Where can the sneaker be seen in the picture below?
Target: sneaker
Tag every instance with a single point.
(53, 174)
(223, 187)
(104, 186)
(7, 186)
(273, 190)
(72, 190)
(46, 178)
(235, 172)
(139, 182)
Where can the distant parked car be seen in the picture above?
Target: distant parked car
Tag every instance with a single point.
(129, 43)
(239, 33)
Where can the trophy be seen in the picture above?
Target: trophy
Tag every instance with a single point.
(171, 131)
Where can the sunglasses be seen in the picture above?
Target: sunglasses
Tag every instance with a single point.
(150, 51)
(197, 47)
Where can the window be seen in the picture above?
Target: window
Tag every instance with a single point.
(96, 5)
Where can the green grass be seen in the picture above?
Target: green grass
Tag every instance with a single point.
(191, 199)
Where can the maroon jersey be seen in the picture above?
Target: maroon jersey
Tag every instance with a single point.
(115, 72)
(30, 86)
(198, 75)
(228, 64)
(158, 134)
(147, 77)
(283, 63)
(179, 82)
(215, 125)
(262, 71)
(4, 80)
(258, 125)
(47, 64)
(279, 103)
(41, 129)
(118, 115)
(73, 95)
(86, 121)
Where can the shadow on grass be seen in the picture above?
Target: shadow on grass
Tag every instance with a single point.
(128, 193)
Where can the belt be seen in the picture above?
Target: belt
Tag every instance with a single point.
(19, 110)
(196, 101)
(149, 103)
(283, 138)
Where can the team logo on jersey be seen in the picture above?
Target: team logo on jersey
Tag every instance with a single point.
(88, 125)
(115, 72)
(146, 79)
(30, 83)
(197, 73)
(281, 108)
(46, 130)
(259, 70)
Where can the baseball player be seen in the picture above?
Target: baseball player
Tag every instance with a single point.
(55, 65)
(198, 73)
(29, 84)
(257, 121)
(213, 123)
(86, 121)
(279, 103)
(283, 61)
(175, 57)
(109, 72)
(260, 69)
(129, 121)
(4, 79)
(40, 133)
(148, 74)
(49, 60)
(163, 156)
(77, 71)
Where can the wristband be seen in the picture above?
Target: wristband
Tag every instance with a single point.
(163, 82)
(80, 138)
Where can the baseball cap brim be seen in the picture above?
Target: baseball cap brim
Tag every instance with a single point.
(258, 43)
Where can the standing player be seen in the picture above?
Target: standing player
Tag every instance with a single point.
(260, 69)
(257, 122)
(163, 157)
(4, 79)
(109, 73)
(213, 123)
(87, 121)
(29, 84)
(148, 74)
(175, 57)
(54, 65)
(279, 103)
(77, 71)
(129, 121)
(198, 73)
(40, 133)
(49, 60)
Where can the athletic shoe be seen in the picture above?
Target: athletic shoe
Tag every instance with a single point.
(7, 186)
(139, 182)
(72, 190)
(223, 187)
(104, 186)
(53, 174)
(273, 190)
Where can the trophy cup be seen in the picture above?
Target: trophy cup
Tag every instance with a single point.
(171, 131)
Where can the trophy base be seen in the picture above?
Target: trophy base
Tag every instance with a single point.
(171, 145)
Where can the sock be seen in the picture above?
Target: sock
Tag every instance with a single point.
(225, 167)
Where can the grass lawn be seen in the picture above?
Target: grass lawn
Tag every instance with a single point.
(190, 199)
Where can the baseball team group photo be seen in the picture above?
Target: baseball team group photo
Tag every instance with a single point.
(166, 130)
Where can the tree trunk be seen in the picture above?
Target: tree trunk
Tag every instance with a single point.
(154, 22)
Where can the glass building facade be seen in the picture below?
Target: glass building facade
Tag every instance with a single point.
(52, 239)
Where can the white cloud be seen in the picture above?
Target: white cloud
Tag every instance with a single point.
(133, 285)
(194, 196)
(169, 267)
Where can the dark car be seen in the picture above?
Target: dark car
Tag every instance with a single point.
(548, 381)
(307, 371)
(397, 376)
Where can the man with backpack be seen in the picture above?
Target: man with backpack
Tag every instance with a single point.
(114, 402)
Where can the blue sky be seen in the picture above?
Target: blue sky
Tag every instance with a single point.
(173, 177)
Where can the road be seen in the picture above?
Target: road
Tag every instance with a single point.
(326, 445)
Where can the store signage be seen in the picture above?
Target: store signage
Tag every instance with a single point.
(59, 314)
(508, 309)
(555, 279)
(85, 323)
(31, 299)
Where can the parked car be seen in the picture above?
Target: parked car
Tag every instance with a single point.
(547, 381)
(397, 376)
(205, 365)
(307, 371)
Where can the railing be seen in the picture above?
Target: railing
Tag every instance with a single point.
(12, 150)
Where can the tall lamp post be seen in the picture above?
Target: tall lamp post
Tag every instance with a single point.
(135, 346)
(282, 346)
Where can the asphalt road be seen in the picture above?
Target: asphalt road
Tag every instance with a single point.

+ + +

WHAT YOU ARE ASKED TO DO
Return only the stretch of the material above from the line holding "Where can the sunglasses" through the line holding "Where can the green", copied exactly.

RESPONSE BELOW
Where can the sunglasses be seen in the picture above?
Target: sunglasses
Tag every instance with a single point.
(150, 51)
(197, 47)
Where can the window be seen in the picture above?
Target: window
Tag every instance with a single point.
(96, 5)
Where can the green grass be seen in the picture above?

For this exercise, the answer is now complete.